-- Start EXTRACTED TEXT --

To make it clear-the answer to the original question is fairly straightforward, i.e. no.  But extracting profits in a tax efficient manner from a company (especially a close company) is far from simple-that's the wider issue in this thread.


----------



## bonanza (18 May 2006)

The most tax efficient manner of extracting or spending company profits so far advised in the thread is to - 

1) pay myself extra salary and take a 42% hit or
2) invest more into the pension - which locks it up for a long long time.
_
[distracting comment deleted from this important thread - Brendan]_

BTW I never said my accountant couldnt answer the questions - its just there are lots of answers my accountant gives me which I dont like.


----------



## OurFella (19 May 2006)

I have a related question. My missus is setting up a limited company in the near future. She will need a car to drive around the country on business. Can she use company profits/money to by the car? If the company is registered for VAT can she reclaim the VAT? Does the vehicle have to be commercial i.e. van, car-van etc..


----------



## woods (19 May 2006)

If she wants to buy a car and not a commercial she should buy it herself and charge millage to the company. It could be fixed to work out the same.


----------



## Fintan (21 May 2006)

woods said:
			
		

> If she wants to buy a car and not a commercial she should buy it herself and charge millage to the company. It could be fixed to work out the same.



I think that depends on the type of job. 

Im pretty sure someone whose job is constantly on the road, cannot claim mileage for personal car. Its only if you work in an office and make occasional trips on behalf of the company?


----------



## woods (21 May 2006)

Fintan said:
			
		

> I think that depends on the type of job.
> 
> Im pretty sure someone whose job is constantly on the road, cannot claim mileage for personal car. Its only if you work in an office and make occasional trips on behalf of the company?


I suppose that it depends on your accountant. Mine allows me to do it.

-- End EXTRACTED TEXT --

**OBJECTIVE 1:** Return the stretch of the forum thread from "## bonanza (18" through "long long time.", copied word for word.
**OBJECTIVE 2:** In the forum thread, what size of hit does bonanza say paying extra salary would take?

-- Start EXTRACTED ENTRIES --

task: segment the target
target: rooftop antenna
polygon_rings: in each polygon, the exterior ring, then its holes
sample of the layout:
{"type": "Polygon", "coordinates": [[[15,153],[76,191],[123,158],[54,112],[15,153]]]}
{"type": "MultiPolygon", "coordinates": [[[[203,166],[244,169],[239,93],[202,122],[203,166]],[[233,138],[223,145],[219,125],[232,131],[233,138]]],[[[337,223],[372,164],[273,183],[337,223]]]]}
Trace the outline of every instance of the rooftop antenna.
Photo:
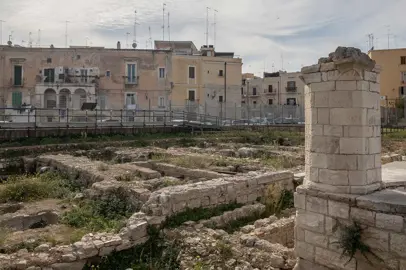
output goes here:
{"type": "Polygon", "coordinates": [[[214,23],[213,23],[213,25],[214,25],[214,48],[216,48],[216,27],[217,27],[217,22],[216,22],[216,14],[217,14],[217,12],[218,12],[218,10],[217,9],[214,9],[214,23]]]}
{"type": "Polygon", "coordinates": [[[206,15],[206,45],[209,46],[209,7],[206,7],[207,15],[206,15]]]}
{"type": "Polygon", "coordinates": [[[127,48],[127,49],[130,47],[130,45],[128,44],[128,36],[129,36],[130,34],[131,34],[130,32],[125,33],[125,35],[126,35],[125,40],[126,40],[126,48],[127,48]]]}
{"type": "Polygon", "coordinates": [[[133,48],[137,48],[137,11],[134,11],[134,42],[133,42],[133,48]]]}
{"type": "Polygon", "coordinates": [[[165,40],[165,7],[166,4],[162,5],[162,41],[165,40]]]}
{"type": "Polygon", "coordinates": [[[70,21],[65,21],[65,48],[68,48],[68,23],[70,21]]]}
{"type": "Polygon", "coordinates": [[[6,21],[0,20],[0,45],[3,45],[3,23],[6,21]]]}
{"type": "Polygon", "coordinates": [[[171,41],[171,24],[169,22],[169,12],[168,12],[168,40],[171,41]]]}

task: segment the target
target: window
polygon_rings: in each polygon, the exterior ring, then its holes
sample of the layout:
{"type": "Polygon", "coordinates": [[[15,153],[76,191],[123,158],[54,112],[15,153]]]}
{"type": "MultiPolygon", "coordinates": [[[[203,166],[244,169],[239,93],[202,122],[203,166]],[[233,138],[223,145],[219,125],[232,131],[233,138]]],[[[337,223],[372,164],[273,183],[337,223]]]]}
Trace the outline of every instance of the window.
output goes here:
{"type": "Polygon", "coordinates": [[[189,67],[189,79],[195,79],[195,67],[189,67]]]}
{"type": "Polygon", "coordinates": [[[195,101],[196,100],[195,95],[196,95],[195,90],[189,90],[188,91],[188,100],[189,101],[195,101]]]}
{"type": "Polygon", "coordinates": [[[81,83],[87,83],[87,69],[81,69],[80,70],[80,82],[81,83]]]}
{"type": "Polygon", "coordinates": [[[165,78],[165,68],[159,68],[159,78],[165,78]]]}
{"type": "MultiPolygon", "coordinates": [[[[63,75],[63,74],[60,74],[63,75]]],[[[53,68],[46,68],[44,69],[44,82],[47,83],[54,83],[55,82],[55,69],[53,68]]]]}
{"type": "Polygon", "coordinates": [[[14,66],[14,85],[21,86],[23,85],[23,67],[14,66]]]}
{"type": "Polygon", "coordinates": [[[165,107],[165,97],[158,97],[158,107],[165,107]]]}
{"type": "Polygon", "coordinates": [[[287,98],[286,105],[296,105],[296,98],[287,98]]]}
{"type": "Polygon", "coordinates": [[[13,108],[18,108],[23,103],[23,93],[21,92],[13,92],[11,98],[11,105],[13,108]]]}
{"type": "Polygon", "coordinates": [[[130,84],[136,83],[137,81],[136,68],[137,66],[135,63],[127,64],[127,83],[130,84]]]}

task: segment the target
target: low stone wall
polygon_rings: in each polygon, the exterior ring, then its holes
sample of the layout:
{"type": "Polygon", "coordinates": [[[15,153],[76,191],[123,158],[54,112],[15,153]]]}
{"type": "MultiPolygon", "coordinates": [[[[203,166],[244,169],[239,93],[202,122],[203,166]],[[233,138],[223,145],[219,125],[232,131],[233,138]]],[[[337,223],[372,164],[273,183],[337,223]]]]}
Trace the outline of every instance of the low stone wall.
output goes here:
{"type": "Polygon", "coordinates": [[[406,269],[406,192],[381,190],[369,195],[320,193],[299,187],[295,193],[297,270],[406,269]],[[348,264],[337,241],[343,226],[356,221],[362,241],[382,261],[360,252],[348,264]]]}
{"type": "Polygon", "coordinates": [[[142,207],[152,216],[171,216],[187,208],[213,207],[220,204],[253,203],[264,195],[266,187],[282,183],[284,189],[293,190],[291,172],[227,177],[195,184],[167,187],[155,191],[142,207]]]}

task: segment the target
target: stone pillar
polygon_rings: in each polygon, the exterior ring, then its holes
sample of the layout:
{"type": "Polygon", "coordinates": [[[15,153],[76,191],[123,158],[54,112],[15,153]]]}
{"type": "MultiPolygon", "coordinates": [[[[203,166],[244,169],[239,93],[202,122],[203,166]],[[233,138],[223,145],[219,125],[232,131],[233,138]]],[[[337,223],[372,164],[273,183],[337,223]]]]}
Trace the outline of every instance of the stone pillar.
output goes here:
{"type": "Polygon", "coordinates": [[[381,186],[379,71],[355,48],[339,47],[304,67],[305,187],[367,194],[381,186]]]}

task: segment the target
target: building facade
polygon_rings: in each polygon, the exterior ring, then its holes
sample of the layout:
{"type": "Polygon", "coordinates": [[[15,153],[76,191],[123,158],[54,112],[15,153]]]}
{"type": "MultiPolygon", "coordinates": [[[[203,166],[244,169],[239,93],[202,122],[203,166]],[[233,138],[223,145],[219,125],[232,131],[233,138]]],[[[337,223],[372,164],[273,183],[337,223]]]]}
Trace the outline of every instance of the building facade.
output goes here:
{"type": "Polygon", "coordinates": [[[406,96],[406,48],[371,50],[368,54],[381,68],[381,106],[396,106],[406,96]]]}
{"type": "Polygon", "coordinates": [[[193,42],[155,42],[172,55],[171,109],[220,118],[240,117],[242,60],[213,46],[193,42]]]}
{"type": "Polygon", "coordinates": [[[99,110],[167,108],[171,56],[166,50],[121,49],[119,43],[117,49],[0,46],[0,103],[48,109],[48,122],[84,103],[99,110]]]}

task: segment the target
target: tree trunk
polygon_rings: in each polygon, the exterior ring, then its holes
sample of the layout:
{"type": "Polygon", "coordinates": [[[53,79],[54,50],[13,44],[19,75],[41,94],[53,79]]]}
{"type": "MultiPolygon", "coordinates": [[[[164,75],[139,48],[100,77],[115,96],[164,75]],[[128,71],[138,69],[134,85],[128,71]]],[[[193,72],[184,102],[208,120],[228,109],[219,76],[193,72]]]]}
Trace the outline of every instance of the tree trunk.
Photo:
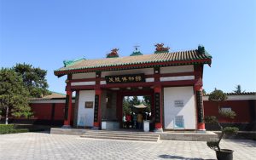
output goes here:
{"type": "Polygon", "coordinates": [[[6,107],[5,124],[8,124],[9,106],[6,107]]]}
{"type": "Polygon", "coordinates": [[[219,123],[218,123],[218,125],[220,127],[221,134],[220,134],[220,136],[218,138],[217,147],[218,147],[218,150],[220,151],[219,143],[220,143],[220,140],[222,140],[222,138],[223,138],[223,136],[224,134],[224,128],[220,125],[219,123]]]}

-- End EXTRACTED ENTRIES --

**RESULT 1:**
## bonanza (18 May 2006)

The most tax efficient manner of extracting or spending company profits so far advised in the thread is to - 

1) pay myself extra salary and take a 42% hit or
2) invest more into the pension - which locks it up for a long long time.

**RESULT 2:** A 42% hit.